**QUOTED PASSAGE:**
--------

ServiceNow / WorkArena

WorkArena: How Capable are Web Agents at Solving Common Knowledge Work Tasks?
https://servicenow.github.io/WorkArena/
Other
130 stars 13 forks source link

Error in workarena-install #50

Open dangne opened 2 weeks ago

dangne commented 2 weeks ago

Hi, I am having trouble at the workarena-install step. Below is the traceback:

Instance: https://dev257112.service-now.com
Previous installation: never

INFO:root:An error occurred. Retrying...
INFO:root:An error occurred. Retrying...
Traceback (most recent call last):
  File "/Users/dang/.local/bin/workarena-install", line 8, in <module>
    sys.exit(main())
  File "/Users/dang/.local/lib/python3.10/site-packages/browsergym/workarena/install.py", line 1075, in main
    setup()
  File "/Users/dang/.local/lib/python3.10/site-packages/tenacity/__init__.py", line 336, in wrapped_f
    return copy(f, *args, **kw)
  File "/Users/dang/.local/lib/python3.10/site-packages/tenacity/__init__.py", line 475, in __call__
    do = self.iter(retry_state=retry_state)
  File "/Users/dang/.local/lib/python3.10/site-packages/tenacity/__init__.py", line 376, in iter
    result = action(retry_state)
  File "/Users/dang/.local/lib/python3.10/site-packages/tenacity/__init__.py", line 418, in exc_check
    raise retry_exc.reraise()
  File "/Users/dang/.local/lib/python3.10/site-packages/tenacity/__init__.py", line 185, in reraise
    raise self.last_attempt.result()
  File "/Users/dang/miniconda3/envs/hero/lib/python3.10/concurrent/futures/_base.py", line 451, in result
    return self.__get_result()

--------

**WHAT YOU NEED TO DO:**
a - Copy the workarena-install issue again, beginning at "Open dangne opened" and stopping after "sys.exit(main())", and switch "Retrying" to "Trying again" in it.
b - Pick up the workarena-install issue after its last line and carry it on.
The listing that comes after this isn't needed.

**SUPPLIED INFORMATION:**

--------

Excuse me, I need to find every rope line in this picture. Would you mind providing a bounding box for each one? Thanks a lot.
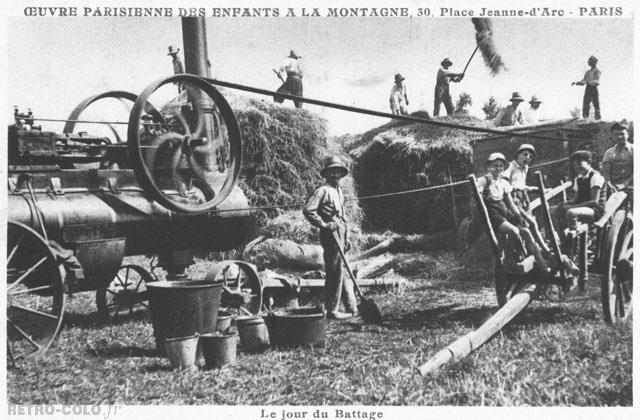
[205,79,566,141]
[212,180,469,213]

--------

**REPLIES:**
a -
Open dangne opened 2 weeks ago

dangne commented 2 weeks ago

Hi, I am having trouble at the workarena-install step. Below is the traceback:

Instance: https://dev257112.service-now.com
Previous installation: never

INFO:root:An error occurred. Trying again...
INFO:root:An error occurred. Trying again...
Traceback (most recent call last):
  File "/Users/dang/.local/bin/workarena-install", line 8, in <module>
    sys.exit(main())

b -
  File "/Users/dang/miniconda3/envs/hero/lib/python3.10/concurrent/futures/_base.py", line 403, in __get_result
    raise self._exception
  File "/Users/dang/.local/lib/python3.10/site-packages/tenacity/__init__.py", line 478, in __call__
    result = fn(*args, **kwargs)
  File "/Users/dang/.local/lib/python3.10/site-packages/browsergym/workarena/install.py", line 1007, in setup
    if not check_instance_release_support():
  File "/Users/dang/.local/lib/python3.10/site-packages/browsergym/workarena/install.py", line 783, in check_instance_release_support
    version_info = instance.release_version
  File "/Users/dang/.local/lib/python3.10/site-packages/browsergym/workarena/instance.py", line 113, in release_version
    ui_login(self, page)
  File "/Users/dang/.local/lib/python3.10/site-packages/browsergym/workarena/utils.py", line 58, in ui_login
    page.goto(instance.snow_url)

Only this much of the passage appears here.